وَسِيقَ الَّذِينَ اتَّقَوْا رَبَّهُمْ إِلَى الْجَنَّةِ زُمَرًا حَتَّى إِذَا جَاؤُوهَا وَفُتِحَتْ أَبْوَابُهَا وَقَالَ لَهُمْ خَزَنَتُهَا سَلَامٌ عَلَيْكُمْ طِبْتُمْ فَادْخُلُوهَا خَالِدِينَ
Vesîkallezînettekav rabbehum ilâl cenneti zumerâ(zumeran), hattâ izâ câuhâ ve futihat ebvâbuhâ ve kâle lehum hazenetuhâ selâmun aleykum tıbtum fedhulûhâ hâlidîn(hâlidîne).
vesîka | : sevkedildi |
ellezîne | : onlar |
ittekav | : takva sahibi oldular |
rabbe-hum | : onların Rabbi |
ilâ el cenneti | : cennete |
zumeran | : zümre, zümre |
hattâ | : hatta, olunca |
izâ câû-hâ | : ona geldikleri zaman |
ve futihat | : ve açıldı |
ebvâbu-hâ | : onun kapıları |
ve kâle | : ve dedi |
lehum | : onlara |
hazenetu-hâ | : onun bekçileri |
selâmun | : selâm |
aleykum | : sizin üzerinize, size |
tıbtum | : siz temize çıktınız, aklandınız |
fedhulû-hâ (fe udhulû-hâ) | : öyleyse ona girin |
hâlidîne | : ebedî olarak, ebediyyen |
Diyanet İşleri = Rablerine karşı gelmekten sakınanlar da grup grup cennete sevk edilirler. Cennete vardıklarında oranın kapıları açılır ve cennet bekçileri onlara şöyle der: “Size selâm olsun! Tertemiz oldunuz. Haydi ebedî kalmak üzere buraya girin.”
Abdulbaki Gölpınarlı = Ve Rablerinden çekinenler de bölük bölük cennete sürülmüştür, oraya geldikleri zaman kapıları açılmıştır da bekçileri, esenlik size, tertemiz oldunuz, artık girin ebedî olarak derler.
Abdullah Parlıyan = Yol ve yordamlarını Rablerinin kitabı vasıtasıyla bulanlar da bölük bölük cennete gönderileceklerdir. Oraya vardıklarında kapıları açılmış olacaktır ve oranın bekçileri onlara: “Selam size, hoş geldiniz, iyi ettiniz, ne hoşsunuz, işte buyurun içinde temelli ve ebedi kalacağınız bu cennete girin!” diyeceklerdir.
Adem Uğur = Rablerine karşı gelmekten sakınanlar ise, bölük bölük cennete sevk edilir, oraya varıp da kapıları açıldığında bekçileri onlara: Selam size! Tertemiz geldiniz. Artık ebedî kalmak üzere girin buraya, derler.

▸ **Aşağıdaki veriler**

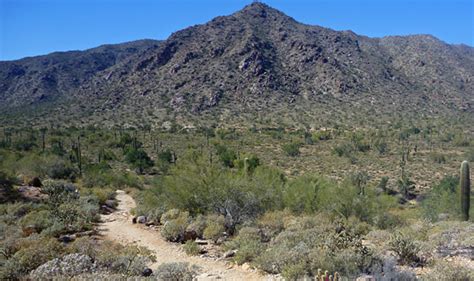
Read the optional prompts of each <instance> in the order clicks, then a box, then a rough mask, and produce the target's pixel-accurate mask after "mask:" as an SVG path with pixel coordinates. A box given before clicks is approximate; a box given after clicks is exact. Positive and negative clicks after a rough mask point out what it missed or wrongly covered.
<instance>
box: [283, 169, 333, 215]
mask: <svg viewBox="0 0 474 281" xmlns="http://www.w3.org/2000/svg"><path fill="white" fill-rule="evenodd" d="M332 185H333V183H331V182H329V181H327V180H325V179H323V178H322V177H316V176H302V177H298V178H296V179H294V180H291V181H289V182H288V184H287V185H286V187H285V189H284V192H283V201H284V204H285V207H286V208H289V209H290V210H291V211H293V212H295V213H303V212H305V213H314V212H315V211H317V210H318V209H320V208H321V206H320V204H323V202H321V198H320V194H319V193H320V192H321V190H322V189H329V188H331V186H332Z"/></svg>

▸ **Sorular**
[A] Metin bölümündeki kelime listesinde "tıbtum" sözcüğüne hangi anlam verilmiştir?
[B] Metin bölümünde "Diyanet İşleri = Rablerine karşı" diye başlayan paragrafı, ana bilgilerini koruyarak daha kısa yazın.

▸ **Cevaplar**
[A] Siz temize çıktınız, aklandınız.

[B] Diyanet İşleri çevirisine göre Rablerine karşı gelmekten sakınanlar grup grup cennete götürülür. Vardıklarında kapılar açılır, bekçiler onlara selâm verir, tertemiz olduklarını söyler ve ebedî kalmak üzere içeri girmelerini ister.